• **EXERCISE REQUIREMENTS**:
Which lines run from the one containing "Target: purple hyacinth" to the end of the entries? Quote them exactly, and nothing else.
━━ TASK DATA ━━
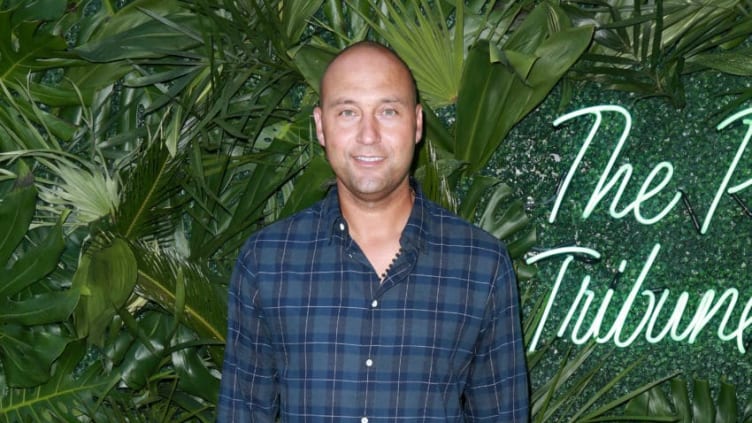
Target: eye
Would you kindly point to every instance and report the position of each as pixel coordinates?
(389, 112)
(347, 113)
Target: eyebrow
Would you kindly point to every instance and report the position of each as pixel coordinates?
(346, 101)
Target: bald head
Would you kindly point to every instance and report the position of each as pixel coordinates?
(372, 52)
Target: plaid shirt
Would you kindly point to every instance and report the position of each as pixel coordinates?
(314, 336)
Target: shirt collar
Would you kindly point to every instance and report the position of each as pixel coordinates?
(413, 236)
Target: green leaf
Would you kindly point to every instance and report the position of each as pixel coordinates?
(27, 353)
(738, 62)
(151, 39)
(66, 396)
(726, 412)
(495, 95)
(703, 409)
(33, 265)
(105, 278)
(16, 212)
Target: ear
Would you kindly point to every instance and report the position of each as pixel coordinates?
(418, 123)
(319, 125)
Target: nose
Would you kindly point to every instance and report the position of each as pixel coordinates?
(369, 130)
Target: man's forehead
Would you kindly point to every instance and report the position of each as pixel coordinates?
(370, 59)
(357, 100)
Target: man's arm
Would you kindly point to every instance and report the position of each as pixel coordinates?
(248, 389)
(497, 389)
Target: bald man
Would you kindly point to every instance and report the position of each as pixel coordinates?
(375, 304)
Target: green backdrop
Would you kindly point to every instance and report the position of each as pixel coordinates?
(538, 155)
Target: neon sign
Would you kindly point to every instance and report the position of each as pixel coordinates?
(654, 323)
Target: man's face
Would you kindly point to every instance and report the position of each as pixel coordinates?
(368, 122)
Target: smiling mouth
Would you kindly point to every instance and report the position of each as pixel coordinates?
(369, 159)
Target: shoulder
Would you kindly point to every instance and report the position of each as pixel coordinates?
(300, 228)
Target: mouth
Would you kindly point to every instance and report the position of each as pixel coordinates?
(369, 159)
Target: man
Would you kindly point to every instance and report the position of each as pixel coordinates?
(374, 305)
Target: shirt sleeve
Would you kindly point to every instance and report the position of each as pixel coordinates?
(248, 389)
(497, 389)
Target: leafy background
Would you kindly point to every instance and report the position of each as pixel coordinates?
(142, 141)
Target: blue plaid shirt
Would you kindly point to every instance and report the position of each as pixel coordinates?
(314, 336)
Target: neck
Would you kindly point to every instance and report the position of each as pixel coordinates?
(377, 220)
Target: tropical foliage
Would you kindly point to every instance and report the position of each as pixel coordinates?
(141, 142)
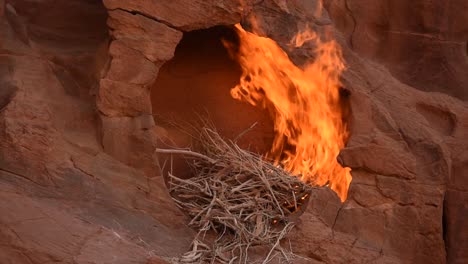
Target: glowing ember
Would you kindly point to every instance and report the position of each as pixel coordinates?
(304, 104)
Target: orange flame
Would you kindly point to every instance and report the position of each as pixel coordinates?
(304, 104)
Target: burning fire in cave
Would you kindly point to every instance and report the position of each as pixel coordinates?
(304, 105)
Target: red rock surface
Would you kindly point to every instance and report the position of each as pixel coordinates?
(79, 181)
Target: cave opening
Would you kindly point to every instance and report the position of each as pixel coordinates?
(300, 114)
(197, 82)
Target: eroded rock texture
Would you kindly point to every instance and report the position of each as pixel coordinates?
(78, 177)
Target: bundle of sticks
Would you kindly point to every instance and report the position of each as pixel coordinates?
(238, 196)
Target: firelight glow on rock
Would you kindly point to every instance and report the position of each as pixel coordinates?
(304, 104)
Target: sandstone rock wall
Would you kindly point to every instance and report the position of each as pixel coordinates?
(78, 176)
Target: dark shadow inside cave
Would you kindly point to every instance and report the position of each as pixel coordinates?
(197, 81)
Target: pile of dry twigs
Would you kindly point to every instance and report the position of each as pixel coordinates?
(236, 195)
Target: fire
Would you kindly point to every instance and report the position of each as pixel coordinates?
(304, 105)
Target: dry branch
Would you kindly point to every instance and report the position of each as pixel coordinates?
(235, 194)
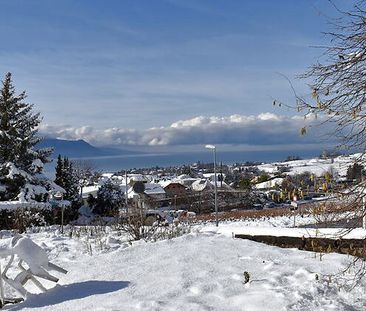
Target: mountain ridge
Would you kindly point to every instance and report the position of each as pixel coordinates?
(78, 148)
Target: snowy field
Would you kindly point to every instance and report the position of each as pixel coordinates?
(201, 270)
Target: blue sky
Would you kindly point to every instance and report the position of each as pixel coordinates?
(99, 70)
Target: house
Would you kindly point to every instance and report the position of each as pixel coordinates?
(150, 198)
(202, 185)
(173, 188)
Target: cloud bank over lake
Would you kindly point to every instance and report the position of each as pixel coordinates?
(261, 129)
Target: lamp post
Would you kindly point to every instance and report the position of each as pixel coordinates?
(213, 148)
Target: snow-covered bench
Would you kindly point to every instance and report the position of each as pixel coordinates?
(36, 259)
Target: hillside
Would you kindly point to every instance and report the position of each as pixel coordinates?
(78, 148)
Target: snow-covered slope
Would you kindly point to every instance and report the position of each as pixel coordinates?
(202, 270)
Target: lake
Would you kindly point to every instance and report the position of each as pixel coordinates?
(117, 163)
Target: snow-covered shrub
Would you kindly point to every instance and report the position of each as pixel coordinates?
(21, 218)
(136, 227)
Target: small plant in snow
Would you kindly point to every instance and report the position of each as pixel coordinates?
(246, 277)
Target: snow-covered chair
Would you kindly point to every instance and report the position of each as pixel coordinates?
(36, 259)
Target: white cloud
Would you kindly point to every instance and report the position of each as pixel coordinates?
(262, 129)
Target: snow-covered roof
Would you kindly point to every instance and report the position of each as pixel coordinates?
(202, 184)
(270, 183)
(151, 189)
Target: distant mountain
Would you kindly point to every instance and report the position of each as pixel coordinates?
(78, 148)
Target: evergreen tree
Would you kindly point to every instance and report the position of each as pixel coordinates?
(21, 164)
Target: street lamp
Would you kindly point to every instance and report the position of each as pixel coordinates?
(212, 147)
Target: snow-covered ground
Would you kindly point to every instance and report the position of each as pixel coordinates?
(315, 166)
(201, 270)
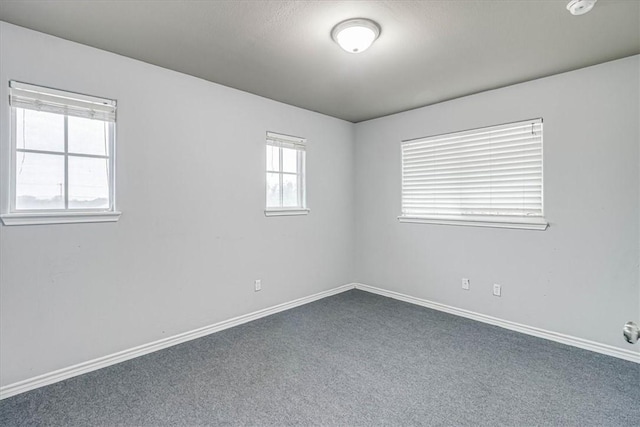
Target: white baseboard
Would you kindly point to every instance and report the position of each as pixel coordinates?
(609, 350)
(112, 359)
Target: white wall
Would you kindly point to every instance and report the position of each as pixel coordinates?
(580, 277)
(193, 235)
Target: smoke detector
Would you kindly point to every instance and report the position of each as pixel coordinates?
(580, 7)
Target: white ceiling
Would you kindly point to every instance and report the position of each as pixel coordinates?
(428, 51)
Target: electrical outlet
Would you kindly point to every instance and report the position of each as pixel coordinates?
(497, 290)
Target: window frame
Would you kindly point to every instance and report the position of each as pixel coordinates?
(13, 216)
(484, 220)
(301, 178)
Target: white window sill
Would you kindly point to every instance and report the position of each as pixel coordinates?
(539, 224)
(39, 218)
(285, 212)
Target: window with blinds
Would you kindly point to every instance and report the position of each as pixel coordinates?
(490, 176)
(62, 156)
(285, 179)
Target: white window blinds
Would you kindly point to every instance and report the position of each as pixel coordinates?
(23, 95)
(286, 141)
(490, 174)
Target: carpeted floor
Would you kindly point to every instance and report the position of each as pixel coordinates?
(354, 359)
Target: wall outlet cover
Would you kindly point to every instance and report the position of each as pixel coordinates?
(497, 290)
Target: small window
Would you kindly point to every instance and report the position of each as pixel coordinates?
(484, 177)
(62, 167)
(286, 186)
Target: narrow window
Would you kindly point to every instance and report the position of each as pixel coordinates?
(285, 179)
(62, 163)
(485, 177)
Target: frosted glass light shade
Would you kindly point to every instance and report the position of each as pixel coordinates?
(355, 35)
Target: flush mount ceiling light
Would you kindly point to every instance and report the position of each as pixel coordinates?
(580, 7)
(355, 35)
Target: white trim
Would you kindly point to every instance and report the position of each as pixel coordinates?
(630, 355)
(285, 212)
(40, 218)
(523, 224)
(121, 356)
(112, 359)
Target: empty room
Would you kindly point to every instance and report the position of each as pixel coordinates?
(331, 213)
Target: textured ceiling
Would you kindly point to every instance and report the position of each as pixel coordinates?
(429, 51)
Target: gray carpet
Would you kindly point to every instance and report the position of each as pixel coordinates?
(352, 359)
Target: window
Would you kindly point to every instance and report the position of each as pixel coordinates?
(485, 177)
(62, 151)
(286, 192)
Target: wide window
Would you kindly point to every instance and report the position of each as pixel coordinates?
(286, 186)
(62, 151)
(485, 177)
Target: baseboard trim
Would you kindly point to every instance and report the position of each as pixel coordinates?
(112, 359)
(608, 350)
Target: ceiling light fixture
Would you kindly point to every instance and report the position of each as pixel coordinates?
(355, 35)
(580, 7)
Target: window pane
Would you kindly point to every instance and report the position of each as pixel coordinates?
(39, 181)
(36, 130)
(273, 158)
(290, 191)
(88, 183)
(289, 160)
(273, 190)
(88, 136)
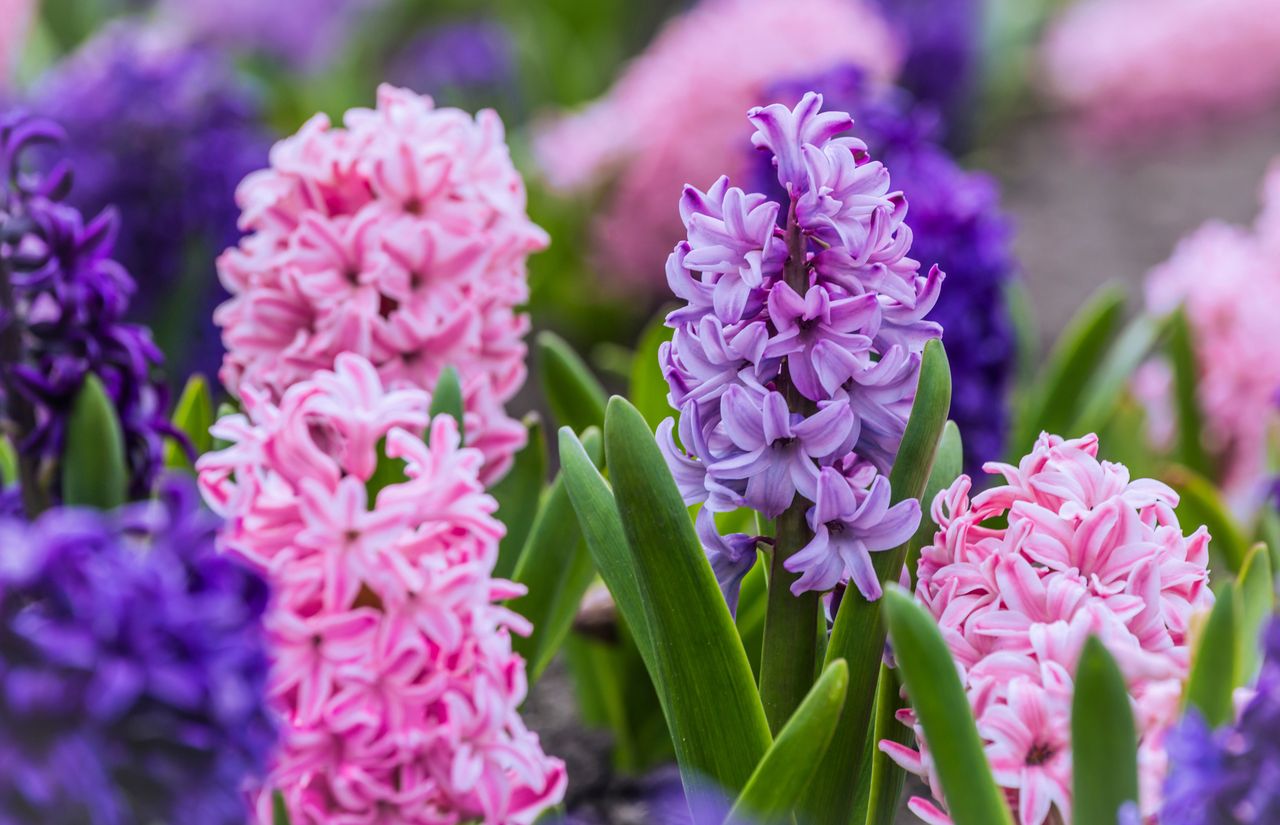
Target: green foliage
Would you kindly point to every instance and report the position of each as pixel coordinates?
(95, 472)
(1104, 738)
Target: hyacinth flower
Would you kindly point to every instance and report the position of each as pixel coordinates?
(63, 299)
(402, 237)
(135, 667)
(956, 221)
(393, 674)
(1019, 577)
(163, 131)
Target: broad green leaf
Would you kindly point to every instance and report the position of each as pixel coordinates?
(1212, 677)
(557, 569)
(95, 472)
(1201, 503)
(1054, 403)
(447, 398)
(519, 494)
(279, 812)
(575, 397)
(716, 718)
(1115, 372)
(1191, 420)
(1256, 597)
(858, 636)
(780, 779)
(648, 388)
(192, 415)
(940, 704)
(1104, 738)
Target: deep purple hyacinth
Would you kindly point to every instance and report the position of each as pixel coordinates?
(956, 220)
(62, 302)
(163, 132)
(796, 353)
(133, 665)
(1230, 775)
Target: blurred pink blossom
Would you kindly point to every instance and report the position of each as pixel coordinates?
(1228, 278)
(393, 673)
(675, 114)
(1152, 63)
(1087, 551)
(402, 237)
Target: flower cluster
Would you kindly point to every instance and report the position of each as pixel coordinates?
(795, 357)
(393, 670)
(135, 668)
(1018, 580)
(1228, 283)
(401, 237)
(1228, 777)
(1153, 63)
(62, 302)
(955, 221)
(656, 142)
(163, 132)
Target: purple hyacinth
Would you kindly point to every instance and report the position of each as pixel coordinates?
(955, 220)
(795, 358)
(1230, 775)
(62, 302)
(135, 668)
(163, 132)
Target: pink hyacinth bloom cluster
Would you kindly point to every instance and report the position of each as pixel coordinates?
(1087, 551)
(1228, 280)
(721, 55)
(393, 672)
(401, 237)
(1152, 63)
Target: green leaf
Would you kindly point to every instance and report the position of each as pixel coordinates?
(557, 569)
(782, 775)
(447, 398)
(1256, 596)
(714, 713)
(940, 702)
(858, 636)
(1054, 403)
(1191, 420)
(94, 468)
(1112, 377)
(279, 812)
(1201, 503)
(648, 386)
(1212, 677)
(1104, 738)
(575, 397)
(192, 415)
(517, 495)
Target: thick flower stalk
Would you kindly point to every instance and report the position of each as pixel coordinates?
(638, 136)
(1152, 64)
(393, 673)
(1228, 777)
(135, 668)
(956, 221)
(62, 302)
(401, 237)
(163, 132)
(1087, 550)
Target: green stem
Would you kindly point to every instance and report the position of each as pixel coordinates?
(789, 656)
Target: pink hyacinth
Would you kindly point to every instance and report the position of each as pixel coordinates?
(393, 673)
(1152, 63)
(1228, 279)
(721, 55)
(401, 237)
(1087, 551)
━━━
• **FINISHED ANSWER**:
Target: purple hyacinth
Would you kindly point to every instance and report the position of each as pixel coordinates?
(955, 220)
(795, 358)
(1230, 775)
(62, 302)
(135, 668)
(163, 132)
Target: pink hyacinth bloom cluster
Would you kindly point to every instance and report the position of each as pixel coordinates?
(1087, 551)
(1228, 280)
(721, 55)
(393, 672)
(401, 237)
(1152, 63)
Target: green leaf
Would you kindly point to every instance and report the position of each as pixel coordinates?
(557, 569)
(782, 775)
(447, 398)
(1256, 596)
(714, 713)
(940, 702)
(858, 636)
(1054, 403)
(1191, 420)
(94, 468)
(1112, 377)
(279, 812)
(1201, 503)
(648, 386)
(1212, 677)
(1104, 738)
(575, 397)
(192, 415)
(517, 495)
Target: thick flower stalk
Would you kindly point to every instance and report the position of each as pixel coordinates?
(638, 136)
(1152, 64)
(393, 673)
(1228, 777)
(135, 668)
(956, 221)
(62, 302)
(401, 237)
(163, 132)
(1087, 550)
Target: green stem
Would you kindly point to every instance and report the position of each as pixel coordinates?
(789, 656)
Target: pink hyacinth
Would you kindly point to every instance and report the position of each as pixel coordinates?
(393, 673)
(1152, 63)
(1228, 279)
(721, 55)
(401, 237)
(1087, 551)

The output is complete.